- [DESCRIPTION OF THE TASK]:
How many lines in the rows below contain the word "gray"? Reply with the number alone.

(Point labeling examples)
_ _ _

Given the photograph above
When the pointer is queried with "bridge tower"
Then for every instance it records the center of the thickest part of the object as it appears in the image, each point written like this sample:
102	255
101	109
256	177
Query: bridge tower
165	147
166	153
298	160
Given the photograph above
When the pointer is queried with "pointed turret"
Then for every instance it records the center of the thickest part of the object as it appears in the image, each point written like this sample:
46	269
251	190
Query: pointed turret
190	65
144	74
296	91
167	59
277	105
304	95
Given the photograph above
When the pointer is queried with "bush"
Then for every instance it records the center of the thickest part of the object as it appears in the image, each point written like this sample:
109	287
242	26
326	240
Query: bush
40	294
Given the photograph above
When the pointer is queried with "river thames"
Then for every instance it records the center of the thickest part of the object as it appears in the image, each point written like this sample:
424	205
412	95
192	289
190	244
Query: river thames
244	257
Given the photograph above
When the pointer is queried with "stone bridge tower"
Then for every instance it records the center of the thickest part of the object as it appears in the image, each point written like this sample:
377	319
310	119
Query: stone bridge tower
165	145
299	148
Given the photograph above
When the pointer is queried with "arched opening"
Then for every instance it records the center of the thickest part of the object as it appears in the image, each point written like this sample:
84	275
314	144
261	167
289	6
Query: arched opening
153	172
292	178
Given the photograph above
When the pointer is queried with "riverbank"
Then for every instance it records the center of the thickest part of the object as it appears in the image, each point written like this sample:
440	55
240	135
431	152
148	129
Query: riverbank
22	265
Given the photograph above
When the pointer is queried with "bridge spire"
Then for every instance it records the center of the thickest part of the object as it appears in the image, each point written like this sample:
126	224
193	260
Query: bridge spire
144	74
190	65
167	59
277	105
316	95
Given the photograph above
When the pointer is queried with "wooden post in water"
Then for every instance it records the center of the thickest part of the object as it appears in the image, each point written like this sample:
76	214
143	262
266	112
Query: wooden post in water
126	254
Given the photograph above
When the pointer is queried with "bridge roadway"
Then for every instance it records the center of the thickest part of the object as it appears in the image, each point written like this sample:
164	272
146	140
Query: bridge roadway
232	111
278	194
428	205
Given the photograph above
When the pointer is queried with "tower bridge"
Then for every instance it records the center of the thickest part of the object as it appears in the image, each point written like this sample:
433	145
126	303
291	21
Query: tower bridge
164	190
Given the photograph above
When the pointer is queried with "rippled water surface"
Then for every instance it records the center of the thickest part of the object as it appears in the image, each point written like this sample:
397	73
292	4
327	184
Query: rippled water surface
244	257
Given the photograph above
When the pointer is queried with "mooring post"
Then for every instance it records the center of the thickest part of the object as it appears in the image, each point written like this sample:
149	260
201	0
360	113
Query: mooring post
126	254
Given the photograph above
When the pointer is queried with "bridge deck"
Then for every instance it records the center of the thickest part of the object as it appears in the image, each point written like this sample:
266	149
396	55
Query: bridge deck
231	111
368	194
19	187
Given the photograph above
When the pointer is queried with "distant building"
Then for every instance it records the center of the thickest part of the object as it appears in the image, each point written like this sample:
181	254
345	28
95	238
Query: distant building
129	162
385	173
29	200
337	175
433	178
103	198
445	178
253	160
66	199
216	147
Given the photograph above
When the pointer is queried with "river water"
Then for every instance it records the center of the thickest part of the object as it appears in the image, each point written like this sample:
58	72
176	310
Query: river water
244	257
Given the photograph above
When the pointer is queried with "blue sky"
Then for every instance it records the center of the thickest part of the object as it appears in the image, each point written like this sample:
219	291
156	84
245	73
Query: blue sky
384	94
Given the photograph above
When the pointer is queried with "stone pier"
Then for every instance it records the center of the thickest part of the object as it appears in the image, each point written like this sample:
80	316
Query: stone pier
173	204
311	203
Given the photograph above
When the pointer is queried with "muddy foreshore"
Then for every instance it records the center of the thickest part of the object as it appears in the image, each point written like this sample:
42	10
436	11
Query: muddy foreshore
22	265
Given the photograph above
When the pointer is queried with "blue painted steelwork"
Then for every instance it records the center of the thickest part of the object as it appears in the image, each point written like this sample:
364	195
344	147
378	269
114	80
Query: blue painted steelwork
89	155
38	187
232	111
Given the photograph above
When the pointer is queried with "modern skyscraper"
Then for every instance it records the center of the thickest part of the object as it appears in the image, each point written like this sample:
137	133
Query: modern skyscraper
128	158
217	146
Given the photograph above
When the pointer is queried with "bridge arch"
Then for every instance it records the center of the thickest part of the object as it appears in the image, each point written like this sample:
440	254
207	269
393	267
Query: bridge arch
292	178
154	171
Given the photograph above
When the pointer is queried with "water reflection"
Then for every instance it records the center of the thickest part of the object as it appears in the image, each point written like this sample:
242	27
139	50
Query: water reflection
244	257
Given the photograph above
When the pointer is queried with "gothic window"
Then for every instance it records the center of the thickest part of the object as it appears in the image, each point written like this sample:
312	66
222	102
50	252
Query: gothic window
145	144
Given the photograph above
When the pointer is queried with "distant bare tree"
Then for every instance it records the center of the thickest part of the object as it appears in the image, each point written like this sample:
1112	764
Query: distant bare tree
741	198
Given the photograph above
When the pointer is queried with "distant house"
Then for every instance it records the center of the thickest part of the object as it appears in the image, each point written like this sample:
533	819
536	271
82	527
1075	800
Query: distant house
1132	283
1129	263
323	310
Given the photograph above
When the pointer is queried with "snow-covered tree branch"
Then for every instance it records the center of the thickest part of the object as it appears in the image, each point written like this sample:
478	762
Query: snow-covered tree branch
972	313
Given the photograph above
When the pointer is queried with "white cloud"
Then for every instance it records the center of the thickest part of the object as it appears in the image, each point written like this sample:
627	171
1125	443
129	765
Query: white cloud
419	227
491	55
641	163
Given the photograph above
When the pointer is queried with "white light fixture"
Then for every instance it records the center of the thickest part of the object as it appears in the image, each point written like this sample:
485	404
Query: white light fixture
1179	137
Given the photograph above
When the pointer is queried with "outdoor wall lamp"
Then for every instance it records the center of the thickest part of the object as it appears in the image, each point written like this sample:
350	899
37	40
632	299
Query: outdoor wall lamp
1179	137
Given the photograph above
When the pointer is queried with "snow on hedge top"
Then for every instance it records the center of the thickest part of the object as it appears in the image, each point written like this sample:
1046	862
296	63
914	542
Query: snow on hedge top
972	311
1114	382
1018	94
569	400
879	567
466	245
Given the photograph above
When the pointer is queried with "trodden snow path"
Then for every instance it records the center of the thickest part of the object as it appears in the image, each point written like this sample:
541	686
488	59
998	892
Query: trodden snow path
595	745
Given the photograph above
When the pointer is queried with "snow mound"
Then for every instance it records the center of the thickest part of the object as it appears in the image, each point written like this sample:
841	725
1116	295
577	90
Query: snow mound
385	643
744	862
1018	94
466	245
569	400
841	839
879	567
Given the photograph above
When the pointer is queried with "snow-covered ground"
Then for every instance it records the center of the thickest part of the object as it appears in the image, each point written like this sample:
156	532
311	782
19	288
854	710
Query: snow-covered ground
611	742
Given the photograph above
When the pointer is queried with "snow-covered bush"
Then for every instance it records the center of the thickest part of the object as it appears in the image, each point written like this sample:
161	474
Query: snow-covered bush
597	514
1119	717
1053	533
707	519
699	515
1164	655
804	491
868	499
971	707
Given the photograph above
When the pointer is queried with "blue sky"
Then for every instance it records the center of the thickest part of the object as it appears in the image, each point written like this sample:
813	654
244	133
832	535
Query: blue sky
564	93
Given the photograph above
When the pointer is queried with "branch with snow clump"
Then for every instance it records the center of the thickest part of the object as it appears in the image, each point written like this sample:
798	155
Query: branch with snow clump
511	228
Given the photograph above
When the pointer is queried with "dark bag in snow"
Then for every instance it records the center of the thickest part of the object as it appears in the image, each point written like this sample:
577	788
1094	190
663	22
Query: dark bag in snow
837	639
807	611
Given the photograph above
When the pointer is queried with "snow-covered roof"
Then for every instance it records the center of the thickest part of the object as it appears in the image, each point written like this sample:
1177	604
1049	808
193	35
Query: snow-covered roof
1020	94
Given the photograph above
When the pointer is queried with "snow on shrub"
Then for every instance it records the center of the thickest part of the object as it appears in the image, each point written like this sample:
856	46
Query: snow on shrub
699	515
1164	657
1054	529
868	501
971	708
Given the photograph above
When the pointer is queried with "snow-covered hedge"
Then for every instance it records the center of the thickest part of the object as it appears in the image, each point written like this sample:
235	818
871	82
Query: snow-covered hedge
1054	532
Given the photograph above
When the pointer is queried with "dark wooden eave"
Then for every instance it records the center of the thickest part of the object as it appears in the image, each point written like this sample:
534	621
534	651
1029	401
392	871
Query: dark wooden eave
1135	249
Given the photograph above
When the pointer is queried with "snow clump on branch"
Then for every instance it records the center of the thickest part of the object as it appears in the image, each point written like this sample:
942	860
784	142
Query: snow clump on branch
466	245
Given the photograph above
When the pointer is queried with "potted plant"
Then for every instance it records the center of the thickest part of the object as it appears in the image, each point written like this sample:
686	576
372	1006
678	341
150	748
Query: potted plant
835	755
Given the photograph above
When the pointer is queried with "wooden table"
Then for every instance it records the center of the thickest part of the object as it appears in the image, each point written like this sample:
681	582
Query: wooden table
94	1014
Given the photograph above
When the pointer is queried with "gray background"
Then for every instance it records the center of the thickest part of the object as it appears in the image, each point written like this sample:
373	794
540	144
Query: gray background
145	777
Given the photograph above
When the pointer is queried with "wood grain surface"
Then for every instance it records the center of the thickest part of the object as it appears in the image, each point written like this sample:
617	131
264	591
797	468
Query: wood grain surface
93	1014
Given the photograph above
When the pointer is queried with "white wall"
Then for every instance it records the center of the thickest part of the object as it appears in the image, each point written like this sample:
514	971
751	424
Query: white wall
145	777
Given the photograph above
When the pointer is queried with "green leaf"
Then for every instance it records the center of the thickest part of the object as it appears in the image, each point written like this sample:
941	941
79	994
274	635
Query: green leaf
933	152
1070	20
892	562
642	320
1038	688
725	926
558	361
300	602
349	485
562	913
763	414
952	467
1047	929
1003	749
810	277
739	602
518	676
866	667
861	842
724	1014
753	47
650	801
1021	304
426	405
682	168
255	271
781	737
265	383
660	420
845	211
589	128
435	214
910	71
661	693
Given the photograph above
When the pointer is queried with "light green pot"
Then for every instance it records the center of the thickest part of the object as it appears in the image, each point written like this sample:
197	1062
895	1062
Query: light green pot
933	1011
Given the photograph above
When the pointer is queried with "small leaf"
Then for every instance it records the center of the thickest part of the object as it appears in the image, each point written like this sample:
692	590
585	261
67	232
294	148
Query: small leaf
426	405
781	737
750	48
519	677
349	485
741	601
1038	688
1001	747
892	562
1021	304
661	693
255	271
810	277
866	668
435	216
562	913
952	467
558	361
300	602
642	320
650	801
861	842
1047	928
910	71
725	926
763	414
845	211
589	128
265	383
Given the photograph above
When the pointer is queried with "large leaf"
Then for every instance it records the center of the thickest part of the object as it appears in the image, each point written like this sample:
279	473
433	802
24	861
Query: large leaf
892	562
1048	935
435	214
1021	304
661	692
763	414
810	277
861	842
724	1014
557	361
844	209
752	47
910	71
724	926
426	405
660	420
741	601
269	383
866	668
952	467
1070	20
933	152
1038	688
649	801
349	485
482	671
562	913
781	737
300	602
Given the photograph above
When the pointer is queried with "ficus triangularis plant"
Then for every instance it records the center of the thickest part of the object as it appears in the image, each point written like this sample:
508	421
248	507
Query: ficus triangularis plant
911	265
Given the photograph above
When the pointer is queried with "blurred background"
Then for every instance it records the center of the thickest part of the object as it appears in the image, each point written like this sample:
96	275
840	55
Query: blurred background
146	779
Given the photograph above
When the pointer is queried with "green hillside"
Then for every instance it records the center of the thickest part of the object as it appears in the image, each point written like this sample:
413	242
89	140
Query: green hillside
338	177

_ _ _

- [ANSWER TO THE EXERCISE]:
2